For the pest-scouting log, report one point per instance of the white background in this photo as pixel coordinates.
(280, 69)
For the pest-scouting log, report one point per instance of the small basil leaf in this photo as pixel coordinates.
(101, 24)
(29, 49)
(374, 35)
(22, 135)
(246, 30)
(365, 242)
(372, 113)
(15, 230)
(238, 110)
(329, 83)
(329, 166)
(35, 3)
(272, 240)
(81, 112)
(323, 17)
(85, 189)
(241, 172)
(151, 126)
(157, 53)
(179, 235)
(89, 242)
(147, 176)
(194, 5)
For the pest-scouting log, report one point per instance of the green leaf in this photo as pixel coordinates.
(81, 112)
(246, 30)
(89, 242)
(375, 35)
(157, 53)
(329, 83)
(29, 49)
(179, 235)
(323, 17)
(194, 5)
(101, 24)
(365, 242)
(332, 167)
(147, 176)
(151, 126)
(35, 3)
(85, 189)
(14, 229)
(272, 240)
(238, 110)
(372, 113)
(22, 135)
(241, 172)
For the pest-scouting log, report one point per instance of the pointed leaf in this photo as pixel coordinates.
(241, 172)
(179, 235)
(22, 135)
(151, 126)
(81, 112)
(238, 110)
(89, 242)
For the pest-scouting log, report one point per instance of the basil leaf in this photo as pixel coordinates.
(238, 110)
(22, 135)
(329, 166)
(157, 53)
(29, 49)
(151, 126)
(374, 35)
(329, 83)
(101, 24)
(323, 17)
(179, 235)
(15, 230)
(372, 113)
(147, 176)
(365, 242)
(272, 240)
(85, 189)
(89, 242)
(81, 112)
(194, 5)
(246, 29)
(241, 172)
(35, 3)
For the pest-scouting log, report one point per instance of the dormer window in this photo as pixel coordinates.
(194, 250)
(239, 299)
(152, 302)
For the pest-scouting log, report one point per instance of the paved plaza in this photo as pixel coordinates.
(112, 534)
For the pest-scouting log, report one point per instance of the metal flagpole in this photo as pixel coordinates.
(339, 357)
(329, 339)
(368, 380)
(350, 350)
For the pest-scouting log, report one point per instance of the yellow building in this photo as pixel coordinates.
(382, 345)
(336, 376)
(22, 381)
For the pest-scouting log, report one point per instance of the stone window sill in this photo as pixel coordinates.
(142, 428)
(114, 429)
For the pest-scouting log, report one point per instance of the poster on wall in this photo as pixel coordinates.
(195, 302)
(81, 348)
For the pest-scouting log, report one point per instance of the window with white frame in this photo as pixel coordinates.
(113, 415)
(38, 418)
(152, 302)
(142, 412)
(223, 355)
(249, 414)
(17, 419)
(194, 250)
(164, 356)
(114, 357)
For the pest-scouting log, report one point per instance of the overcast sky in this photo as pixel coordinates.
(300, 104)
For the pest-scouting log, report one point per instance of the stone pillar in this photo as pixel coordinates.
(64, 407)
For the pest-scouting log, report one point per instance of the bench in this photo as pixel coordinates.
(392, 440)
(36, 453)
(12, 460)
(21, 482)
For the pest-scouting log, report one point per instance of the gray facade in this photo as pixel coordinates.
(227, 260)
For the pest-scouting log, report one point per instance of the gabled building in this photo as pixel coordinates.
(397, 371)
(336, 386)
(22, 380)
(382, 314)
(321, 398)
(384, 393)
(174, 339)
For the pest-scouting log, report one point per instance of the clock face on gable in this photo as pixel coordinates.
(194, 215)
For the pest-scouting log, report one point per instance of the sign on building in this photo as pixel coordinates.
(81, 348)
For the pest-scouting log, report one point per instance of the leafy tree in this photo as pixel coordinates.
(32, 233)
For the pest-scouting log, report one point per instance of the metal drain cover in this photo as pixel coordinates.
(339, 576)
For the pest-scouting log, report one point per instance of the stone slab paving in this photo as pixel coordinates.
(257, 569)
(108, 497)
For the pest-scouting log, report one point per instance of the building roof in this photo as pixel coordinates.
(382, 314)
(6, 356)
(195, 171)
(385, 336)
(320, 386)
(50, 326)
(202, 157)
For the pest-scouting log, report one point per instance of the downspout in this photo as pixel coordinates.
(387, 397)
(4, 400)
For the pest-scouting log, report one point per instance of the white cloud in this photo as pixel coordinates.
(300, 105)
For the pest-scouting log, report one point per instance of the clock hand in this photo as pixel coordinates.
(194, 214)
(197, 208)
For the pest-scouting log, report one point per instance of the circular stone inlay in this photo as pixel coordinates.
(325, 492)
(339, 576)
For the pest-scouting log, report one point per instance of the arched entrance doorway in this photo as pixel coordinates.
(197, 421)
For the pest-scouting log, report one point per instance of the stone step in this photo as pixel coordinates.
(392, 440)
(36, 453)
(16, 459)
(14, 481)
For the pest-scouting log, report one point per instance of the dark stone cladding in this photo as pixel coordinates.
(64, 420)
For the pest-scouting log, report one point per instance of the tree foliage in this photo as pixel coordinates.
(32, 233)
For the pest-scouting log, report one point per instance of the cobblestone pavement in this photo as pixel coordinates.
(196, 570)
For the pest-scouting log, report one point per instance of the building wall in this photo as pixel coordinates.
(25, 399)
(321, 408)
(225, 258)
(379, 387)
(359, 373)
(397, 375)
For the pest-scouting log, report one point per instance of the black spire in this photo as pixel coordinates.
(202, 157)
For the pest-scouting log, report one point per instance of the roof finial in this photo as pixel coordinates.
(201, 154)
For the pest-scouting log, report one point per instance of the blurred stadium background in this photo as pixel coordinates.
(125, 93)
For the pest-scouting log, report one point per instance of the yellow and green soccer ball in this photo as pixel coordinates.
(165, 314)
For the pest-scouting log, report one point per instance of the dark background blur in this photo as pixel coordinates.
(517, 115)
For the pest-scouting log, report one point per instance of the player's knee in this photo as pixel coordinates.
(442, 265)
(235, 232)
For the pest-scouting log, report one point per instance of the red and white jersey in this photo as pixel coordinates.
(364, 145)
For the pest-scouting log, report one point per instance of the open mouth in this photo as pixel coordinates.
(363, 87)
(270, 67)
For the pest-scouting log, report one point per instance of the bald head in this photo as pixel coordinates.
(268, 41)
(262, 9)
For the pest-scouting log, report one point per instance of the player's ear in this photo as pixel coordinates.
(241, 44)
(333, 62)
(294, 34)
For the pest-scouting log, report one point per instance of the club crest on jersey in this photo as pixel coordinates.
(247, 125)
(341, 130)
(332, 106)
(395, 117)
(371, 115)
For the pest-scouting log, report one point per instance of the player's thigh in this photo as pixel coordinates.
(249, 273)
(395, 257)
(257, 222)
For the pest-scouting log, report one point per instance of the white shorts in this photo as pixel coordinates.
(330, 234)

_Exercise goal_. Quote the data above in full, changing nothing.

_Correct response_.
For the pest-scouting log, report one point per instance of the white background in this photo as pixel coordinates.
(280, 69)
For the pest-scouting log, report one point per instance of the small basil leaf in this photo as pixel coordinates.
(101, 24)
(29, 49)
(374, 35)
(22, 135)
(246, 30)
(365, 242)
(372, 113)
(15, 230)
(238, 110)
(329, 83)
(329, 166)
(35, 3)
(272, 240)
(81, 112)
(323, 17)
(85, 189)
(241, 172)
(151, 126)
(157, 53)
(179, 235)
(89, 242)
(147, 176)
(194, 5)
For the pest-scouting log, report one point per instance of the green leaf in this photo as pixel coordinates.
(81, 112)
(246, 30)
(89, 242)
(375, 35)
(157, 53)
(329, 83)
(29, 49)
(179, 235)
(323, 17)
(194, 5)
(101, 24)
(365, 242)
(332, 167)
(147, 176)
(151, 126)
(35, 3)
(85, 189)
(14, 229)
(272, 240)
(238, 110)
(372, 113)
(22, 135)
(241, 172)
For the pest-scouting log, report one point per instance of the pointed leaf in this photo as pixel coordinates.
(241, 172)
(179, 235)
(22, 135)
(151, 126)
(81, 112)
(238, 110)
(89, 242)
For the pest-scouting log, report one point per instance of the basil leaf in this photo as pixel coordinates.
(238, 110)
(22, 135)
(329, 166)
(157, 53)
(29, 49)
(151, 126)
(374, 35)
(329, 83)
(101, 24)
(323, 17)
(179, 235)
(15, 230)
(372, 113)
(147, 176)
(365, 242)
(272, 240)
(85, 189)
(89, 242)
(81, 112)
(194, 5)
(246, 29)
(241, 172)
(35, 3)
For the pest-scouting log, report one point per instance of the dormer window in this photo as pixel coordinates.
(194, 250)
(239, 299)
(152, 302)
For the pest-scouting log, report one point per instance of the paved plaza in this photo as pixel coordinates.
(112, 534)
For the pest-scouting log, report one point per instance of the metal flagpole in this photo as pixel coordinates.
(339, 357)
(329, 339)
(368, 380)
(350, 350)
For the pest-scouting log, report one point per instance of the yellow building in this photo as pixel coordinates.
(382, 345)
(336, 376)
(22, 381)
For the pest-scouting log, report one point per instance of the stone window sill in this photo as pixel coordinates.
(142, 428)
(114, 429)
For the pest-scouting log, report one point per instance of the poster on wall in this photo as pixel coordinates.
(195, 302)
(81, 348)
For the pest-scouting log, report one point per instance of the window with white frame in this photo as pixel coordinates.
(113, 415)
(38, 418)
(152, 302)
(142, 412)
(223, 355)
(249, 414)
(17, 419)
(194, 250)
(164, 356)
(114, 357)
For the pest-scouting log, report one point per instance of the overcast sky in this photo as pixel coordinates.
(300, 104)
For the pest-scouting log, report one point per instance of the stone pillar in this photo as pixel coordinates.
(64, 407)
For the pest-scouting log, report one point per instance of the bench in this photo as pixel coordinates.
(392, 440)
(36, 453)
(12, 460)
(21, 482)
For the pest-scouting log, report one point per instance of the gray facade in this photo as pixel coordinates.
(227, 260)
For the pest-scouting log, report one point per instance of the gabled building in this photo as pixel coordinates.
(397, 371)
(336, 386)
(22, 380)
(382, 314)
(321, 398)
(384, 393)
(174, 339)
For the pest-scouting log, report one point per instance of the clock face on gable in this photo as pixel coordinates.
(194, 215)
For the pest-scouting log, report one point per instance of the sign on building in this photo as pixel coordinates.
(81, 348)
For the pest-scouting log, report one point per instance of the leafy tree in this photo as pixel coordinates.
(32, 233)
For the pest-scouting log, report one point per instance of the metal drain cover in this photo as pixel coordinates.
(339, 576)
For the pest-scouting log, report one point per instance of the stone slab paving in this photo as pixel coordinates.
(257, 569)
(108, 497)
For the pest-scouting log, report one point per instance of the building roof in this photo as pixel coordinates.
(382, 314)
(6, 356)
(195, 171)
(385, 336)
(320, 386)
(50, 326)
(202, 157)
For the pest-scouting log, report one point per instance of the downspout in this photo as pixel coordinates.
(387, 397)
(4, 400)
For the pest-scouting log, report one point per instance of the white cloud in this photo as pixel coordinates.
(300, 105)
For the pest-scouting log, report one point per instance of the clock hand in this photo as pixel coordinates.
(194, 214)
(197, 208)
For the pest-scouting log, report one point per instance of the circular stone inlay in this photo as pixel coordinates.
(325, 492)
(339, 576)
For the pest-scouting log, report one point per instance of the arched entrance doorway in this photo as pixel coordinates.
(197, 421)
For the pest-scouting log, report one point per instance of the stone step in this photo as pixel coordinates.
(392, 440)
(36, 453)
(16, 459)
(14, 481)
For the pest-scouting log, report one point per instance of the dark stone cladding in this photo as pixel coordinates.
(64, 420)
For the pest-scouting log, report one point per instance of the tree foliage in this photo as pixel coordinates.
(32, 233)
For the pest-scouting log, report one point per instance of the cobblestone pavement in this photo as pixel coordinates.
(196, 570)
For the pest-scouting log, report one point per instance of the building wall in this photo as pixel coordinates.
(25, 399)
(321, 408)
(225, 258)
(379, 387)
(359, 373)
(397, 375)
For the pest-scouting log, report one point per instance of the black spire in this photo as pixel coordinates.
(202, 157)
For the pest-scouting log, report one point per instance of the roof finial in this photo as pixel coordinates.
(201, 154)
For the pest-scouting log, report one point per instance of the blurred stadium background in this photo as pixel coordinates.
(125, 93)
For the pest-scouting log, report one point per instance of the yellow and green soccer ball in this photo as pixel coordinates.
(165, 314)
For the pest-scouting log, report one point per instance of the dark background blur in this photo as pixel coordinates.
(517, 115)
For the pest-scouting log, report one point per instance of the player's knee in this photo as pixel coordinates.
(442, 265)
(235, 232)
For the pest-scouting log, report one point per instance of the red and white jersey in this photo as pixel coordinates.
(364, 145)
For the pest-scouting log, report one point per instance of the open mouth in this photo as pixel coordinates.
(363, 87)
(270, 67)
For the pest-scouting log, report one point per instance of the bald head in this photo as pixel coordinates.
(268, 41)
(262, 9)
For the pest-scouting log, report one point per instance of the player's ear in this photo as pixel coordinates.
(241, 44)
(333, 62)
(294, 34)
For the pest-scouting log, report one point per instance of the club crest on jersey in this photo as pixel coordinates.
(247, 125)
(341, 130)
(332, 106)
(395, 117)
(371, 115)
For the pest-scouting log, report one point per instance of the player's thigh in this photo as pixel coordinates.
(249, 273)
(395, 257)
(257, 222)
For the pest-scouting log, report one point per instance of the white shorts in this photo as pixel coordinates.
(330, 234)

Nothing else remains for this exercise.